---------- ANGEZEIGTER TEXT
Die Dekarbonisierung der Industrie ist ohne Maßnahmen der Stahlbranche nicht möglich. Das Endprodukt Stahl enthält als Werkstoff einen sehr großen Teil der sogenannten grauen Energie (engl. Embodied Energy) und damit hat fast jedes Produkt, das Stahl enthält, automatisch einen hohen CO2-Footprint, wenn man die gesamte Lieferkette im Blick hat. Um dies zu ändern, ist es so wichtig, dass Stahlhersteller und Stahleinkäufer gemeinsam auf nachhaltigere Herstellungsverfahren setzen.
Viele Unternehmen berichten bereits über direkte Emissionen, aber es wird in der Zukunft immer wichtiger, alle anderen indirekten Emissionen aus der Wertschöpfungskette eines Unternehmens zu reduzieren. Zur Berechnung der gesamten CO2-Emissionen entlang der Lieferkette ist es unerlässlich, die CO2-Auswirkung der vorangegangenen Schritte zu kennen – und deshalb werden produktspezifische Informationen benötigt.
Transparente Zahlen beim Produkt
Um seinen Kunden bei der Verringerung ihrer Kohlendioxid-Emissionen zu unterstützen, bietet der Edelstahlhersteller Outokumpu einen produktspezifischen Product Carbon Footprint für seine Edelstahlprodukte. Dies hilft seinen Kunden sowohl in Bezug auf deren Reduktionsziele als auch den langfristigen Klimazielen und der Nachhaltigkeitsstrategie von Outokumpu. „Wir sind als Anbieter von nachhaltigem Edelstahl ein Vorreiter, der die gesamte Branche mitzieht. In einer Zeit, in der die Kunden immer mehr auf Emissionsreduktionen achten, verlangen sie auch genauere Informationen zum Product Carbon Footprint der Produkte und Lösungen. Wir freuen uns, dass wir der erste Edelstahlhersteller sind, der diese Informationen für die in unseren Werken in Europa hergestellten Produkte zur Verfügung stellt. Jetzt können unsere Kunden die Daten nutzen, um den CO2-Fußabdruck ihrer Produkte zu berechnen und dem Markt nachhaltigere Lösungen anbieten“, erklärt Stefan Erdmann, Chief Technology Officer & Group Sustainability bei Outokumpu.
Das Besondere an dem von Outokumpu verwendeten Berechnungsmodell ist die kontinuierliche Nachverfolgung der Produktionsdaten. „Neben dem Kundennutzen bringt der produktspezifische CO2-Fußabdruck vollständige Transparenz in die Nachhaltigkeitsarbeit von Outokumpu“, so Erdmann weiter.
--------------------
__BITTE BEARBEITEN__.
1: Geben Sie den Absatz des angezeigten Textes, der mit „Viele Unternehmen berichten bereits“ beginnt, in kürzerer Form wieder. Seine wesentlichen Aussagen müssen dabei erhalten bleiben.
2: Entscheiden Sie, ob die folgenden Aussagen mit dem angezeigten Text übereinstimmen. Antworten Sie jeweils mit Ja oder Nein und führen Sie die entscheidende Textstelle wörtlich an.
(a) Laut Stefan Erdmann ist Outokumpu der erste Edelstahlhersteller, der diese Informationen für die in seinen europäischen Werken hergestellten Produkte bereitstellt.
(b) Stahl enthält als Werkstoff nur einen geringen Teil der grauen Energie.
(c) Das Besondere am Berechnungsmodell von Outokumpu ist eine einmalige Erfassung der Produktionsdaten.
3: Führen Sie den Text über die Dekarbonisierung der Stahlbranche nach seinem letzten Satz fort.
---------- BEREITGESTELLTE DATEN
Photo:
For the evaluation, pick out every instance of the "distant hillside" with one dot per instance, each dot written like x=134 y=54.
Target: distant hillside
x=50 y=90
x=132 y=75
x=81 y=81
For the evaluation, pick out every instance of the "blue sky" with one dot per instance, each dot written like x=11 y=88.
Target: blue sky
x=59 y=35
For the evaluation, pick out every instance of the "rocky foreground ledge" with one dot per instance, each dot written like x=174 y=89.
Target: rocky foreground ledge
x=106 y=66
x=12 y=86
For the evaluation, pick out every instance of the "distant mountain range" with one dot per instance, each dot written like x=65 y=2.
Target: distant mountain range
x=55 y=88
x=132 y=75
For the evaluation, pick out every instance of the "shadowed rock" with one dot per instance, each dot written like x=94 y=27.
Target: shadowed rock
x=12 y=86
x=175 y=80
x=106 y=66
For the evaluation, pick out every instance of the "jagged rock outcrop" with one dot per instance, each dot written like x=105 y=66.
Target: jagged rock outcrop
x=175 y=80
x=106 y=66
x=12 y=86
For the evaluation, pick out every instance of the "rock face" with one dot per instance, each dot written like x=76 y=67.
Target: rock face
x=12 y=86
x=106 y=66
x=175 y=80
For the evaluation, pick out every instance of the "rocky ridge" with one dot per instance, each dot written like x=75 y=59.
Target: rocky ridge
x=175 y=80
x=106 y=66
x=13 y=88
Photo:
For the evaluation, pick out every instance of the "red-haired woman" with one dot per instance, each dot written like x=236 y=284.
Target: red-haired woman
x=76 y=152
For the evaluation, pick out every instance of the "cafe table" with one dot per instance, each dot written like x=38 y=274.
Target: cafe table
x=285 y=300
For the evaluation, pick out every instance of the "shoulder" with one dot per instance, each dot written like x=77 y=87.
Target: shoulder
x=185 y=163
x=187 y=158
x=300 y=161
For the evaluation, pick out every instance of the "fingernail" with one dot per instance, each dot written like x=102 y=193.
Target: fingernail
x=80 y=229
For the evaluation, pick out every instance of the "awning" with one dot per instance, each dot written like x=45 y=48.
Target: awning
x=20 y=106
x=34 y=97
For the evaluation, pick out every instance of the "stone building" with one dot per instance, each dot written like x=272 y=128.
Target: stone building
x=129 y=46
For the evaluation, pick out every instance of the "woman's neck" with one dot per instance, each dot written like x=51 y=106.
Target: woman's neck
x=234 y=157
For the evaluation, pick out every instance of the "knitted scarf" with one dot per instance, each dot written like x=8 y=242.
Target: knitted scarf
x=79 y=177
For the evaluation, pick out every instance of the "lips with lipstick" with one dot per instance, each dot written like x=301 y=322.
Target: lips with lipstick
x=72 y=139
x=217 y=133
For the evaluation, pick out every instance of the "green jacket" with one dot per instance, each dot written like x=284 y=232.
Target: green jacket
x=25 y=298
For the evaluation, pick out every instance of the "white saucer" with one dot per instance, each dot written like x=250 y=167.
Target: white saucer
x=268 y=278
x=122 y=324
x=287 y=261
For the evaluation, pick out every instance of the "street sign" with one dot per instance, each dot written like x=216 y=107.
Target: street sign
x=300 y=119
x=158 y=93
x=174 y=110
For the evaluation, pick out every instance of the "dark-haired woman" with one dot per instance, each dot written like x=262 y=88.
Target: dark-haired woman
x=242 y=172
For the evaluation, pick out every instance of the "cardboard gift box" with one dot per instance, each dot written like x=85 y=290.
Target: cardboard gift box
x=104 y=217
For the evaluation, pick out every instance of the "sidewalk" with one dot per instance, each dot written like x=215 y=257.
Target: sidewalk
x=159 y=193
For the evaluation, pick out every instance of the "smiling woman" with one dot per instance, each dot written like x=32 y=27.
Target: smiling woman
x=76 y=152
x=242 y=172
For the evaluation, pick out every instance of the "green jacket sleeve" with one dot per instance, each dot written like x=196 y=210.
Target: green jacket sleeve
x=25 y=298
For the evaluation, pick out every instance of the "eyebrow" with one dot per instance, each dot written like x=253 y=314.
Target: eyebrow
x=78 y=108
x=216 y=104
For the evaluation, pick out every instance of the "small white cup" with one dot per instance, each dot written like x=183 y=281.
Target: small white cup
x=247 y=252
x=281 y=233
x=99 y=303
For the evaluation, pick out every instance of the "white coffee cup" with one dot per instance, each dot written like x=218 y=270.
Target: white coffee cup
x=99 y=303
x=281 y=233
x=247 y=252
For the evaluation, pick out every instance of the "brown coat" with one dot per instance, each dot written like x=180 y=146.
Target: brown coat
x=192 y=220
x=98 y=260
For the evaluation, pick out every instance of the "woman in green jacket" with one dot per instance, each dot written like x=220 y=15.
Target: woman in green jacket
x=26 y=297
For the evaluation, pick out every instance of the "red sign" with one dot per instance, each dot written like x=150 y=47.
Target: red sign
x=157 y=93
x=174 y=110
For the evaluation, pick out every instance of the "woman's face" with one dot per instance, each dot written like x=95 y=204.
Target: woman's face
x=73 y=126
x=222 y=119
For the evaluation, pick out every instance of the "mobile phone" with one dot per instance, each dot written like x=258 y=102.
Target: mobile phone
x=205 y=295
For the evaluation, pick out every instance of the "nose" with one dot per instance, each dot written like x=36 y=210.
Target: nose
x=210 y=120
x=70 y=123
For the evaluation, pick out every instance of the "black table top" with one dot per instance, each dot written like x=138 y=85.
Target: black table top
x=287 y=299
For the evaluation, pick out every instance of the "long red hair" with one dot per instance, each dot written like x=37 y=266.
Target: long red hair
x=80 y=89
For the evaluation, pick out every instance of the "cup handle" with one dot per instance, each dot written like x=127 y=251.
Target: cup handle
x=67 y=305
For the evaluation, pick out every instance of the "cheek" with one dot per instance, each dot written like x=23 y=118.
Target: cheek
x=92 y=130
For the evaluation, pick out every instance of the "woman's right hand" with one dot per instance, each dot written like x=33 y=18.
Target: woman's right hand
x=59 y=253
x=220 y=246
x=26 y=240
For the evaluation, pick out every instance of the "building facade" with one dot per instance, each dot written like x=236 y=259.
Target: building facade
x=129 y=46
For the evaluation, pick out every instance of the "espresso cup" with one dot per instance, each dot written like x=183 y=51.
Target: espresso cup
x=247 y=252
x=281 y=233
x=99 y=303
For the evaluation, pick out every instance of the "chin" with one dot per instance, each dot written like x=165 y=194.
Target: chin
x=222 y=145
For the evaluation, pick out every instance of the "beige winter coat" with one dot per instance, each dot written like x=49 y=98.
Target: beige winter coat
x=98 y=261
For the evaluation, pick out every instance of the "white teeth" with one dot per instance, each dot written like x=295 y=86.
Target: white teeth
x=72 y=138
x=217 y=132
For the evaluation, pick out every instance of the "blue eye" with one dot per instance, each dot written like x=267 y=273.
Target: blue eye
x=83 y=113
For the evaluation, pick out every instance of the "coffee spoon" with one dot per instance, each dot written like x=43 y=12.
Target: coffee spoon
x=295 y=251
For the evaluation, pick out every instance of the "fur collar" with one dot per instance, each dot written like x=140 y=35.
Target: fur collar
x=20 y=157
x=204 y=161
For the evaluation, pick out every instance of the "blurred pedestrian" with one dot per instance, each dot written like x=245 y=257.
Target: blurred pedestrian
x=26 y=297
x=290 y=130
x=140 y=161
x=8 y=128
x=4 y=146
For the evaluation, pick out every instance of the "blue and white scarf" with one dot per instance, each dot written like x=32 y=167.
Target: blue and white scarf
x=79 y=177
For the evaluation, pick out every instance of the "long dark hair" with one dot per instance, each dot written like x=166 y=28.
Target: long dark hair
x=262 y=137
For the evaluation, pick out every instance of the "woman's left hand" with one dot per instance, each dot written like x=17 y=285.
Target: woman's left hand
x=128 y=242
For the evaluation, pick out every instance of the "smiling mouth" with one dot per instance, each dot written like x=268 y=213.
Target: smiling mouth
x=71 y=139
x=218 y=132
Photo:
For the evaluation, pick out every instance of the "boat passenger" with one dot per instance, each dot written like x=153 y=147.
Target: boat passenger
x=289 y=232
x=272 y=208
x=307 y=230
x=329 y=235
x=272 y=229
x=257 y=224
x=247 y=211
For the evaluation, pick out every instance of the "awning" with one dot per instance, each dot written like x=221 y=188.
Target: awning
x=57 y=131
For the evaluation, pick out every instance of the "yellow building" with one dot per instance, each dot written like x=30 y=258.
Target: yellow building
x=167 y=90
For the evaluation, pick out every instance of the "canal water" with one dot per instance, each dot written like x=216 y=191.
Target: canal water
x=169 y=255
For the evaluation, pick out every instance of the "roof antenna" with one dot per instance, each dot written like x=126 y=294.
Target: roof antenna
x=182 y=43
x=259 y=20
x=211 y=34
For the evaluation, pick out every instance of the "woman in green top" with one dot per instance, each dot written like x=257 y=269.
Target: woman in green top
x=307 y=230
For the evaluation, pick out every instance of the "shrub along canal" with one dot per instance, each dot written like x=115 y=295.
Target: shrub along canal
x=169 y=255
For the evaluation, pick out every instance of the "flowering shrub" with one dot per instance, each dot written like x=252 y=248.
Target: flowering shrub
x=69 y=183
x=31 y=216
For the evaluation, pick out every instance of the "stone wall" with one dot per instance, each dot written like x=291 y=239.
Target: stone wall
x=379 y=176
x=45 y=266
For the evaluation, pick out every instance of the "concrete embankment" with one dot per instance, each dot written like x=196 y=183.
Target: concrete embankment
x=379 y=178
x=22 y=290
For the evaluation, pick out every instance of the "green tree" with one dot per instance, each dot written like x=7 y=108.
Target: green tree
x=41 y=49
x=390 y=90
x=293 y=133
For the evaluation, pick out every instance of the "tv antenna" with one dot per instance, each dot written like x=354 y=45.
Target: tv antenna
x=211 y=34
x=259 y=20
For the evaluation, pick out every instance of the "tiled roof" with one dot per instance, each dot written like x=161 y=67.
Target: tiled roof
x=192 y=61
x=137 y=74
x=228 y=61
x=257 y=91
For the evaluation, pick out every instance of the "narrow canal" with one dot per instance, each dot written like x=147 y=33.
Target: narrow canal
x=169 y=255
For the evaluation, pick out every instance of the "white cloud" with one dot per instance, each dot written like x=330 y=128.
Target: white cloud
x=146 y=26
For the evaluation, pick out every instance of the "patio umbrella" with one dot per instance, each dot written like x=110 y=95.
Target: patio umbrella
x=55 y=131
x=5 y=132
--------------------
__LÖSUNGEN__.
1: Viele Unternehmen berichten schon über ihre direkten Emissionen. Künftig wird es jedoch wichtiger, auch die indirekten Emissionen aus der Wertschöpfungskette zu senken. Um die gesamten CO2-Emissionen entlang der Lieferkette zu berechnen, muss man die CO2-Auswirkung der vorangegangenen Schritte kennen. Dafür braucht man produktspezifische Informationen.

2:
(a) Ja: „Wir freuen uns, dass wir der erste Edelstahlhersteller sind, der diese Informationen für die in unseren Werken in Europa hergestellten Produkte zur Verfügung stellt.“
(b) Nein: „Das Endprodukt Stahl enthält als Werkstoff einen sehr großen Teil der sogenannten grauen Energie“.
(c) Nein: „Das Besondere an dem von Outokumpu verwendeten Berechnungsmodell ist die kontinuierliche Nachverfolgung der Produktionsdaten.“

3:
Auch die Swiss Steel Group (SSG) beschreitet den Weg zur klimaneutralen Stahlproduktion und lancierte mit Green Steel eine Offensive für ökologisch produzierten, CO2-armen Stahl. Entscheidend ist, dass alle Maßnahmen koordiniert und öffentlich nachvollziehbar sind. Green Steel ist deshalb nicht nur ein Instrument, das hilft, die Emissionen des Konzerns schrittweise und systematisch zu reduzieren. Es soll Kunden und Partner unterstützen und sie anspornen, mehr zur Milderung des Klimawandels zu tun. Die Swiss Steel Group produziert Stahl ausschließlich mit der Lichtbogenofentechnologie sowie recyceltem Schrott im Rahmen der Kreislaufwirtschaft. Daraus resultiert ein Produktangebot um 78 Prozent verringerten CO2-Emissionen als der Branchendurchschnitt.
Welche Green Steel-Projekte planen Tata Steel und Salzgitter?
Tata Steel Nederland hat mit Zeremis Carbon Lite einen CO2-armen Stahl auf den Markt gebracht. Die geringere CO2CO2-Intensität basiert auf den CO2-Einsparungen, die Tata Steel Nederland seit 2018 erzielt hat und wurde von der unabhängigen Zertifizierungsstelle DNV bescheinigt. Tata Steel arbeitet seit vielen Jahren an der Reduzierung seiner CO2-Emissionen. Dadurch ist das Stahlwerk in IJmuiden bereits heute eines der CO2-effizientesten weltweit: die CO2-Intensität des in IJmuiden produzierten Stahls liegt rund sieben Prozent unter dem europäischen und fast 20 Prozent unter dem weltweiten Durchschnitt.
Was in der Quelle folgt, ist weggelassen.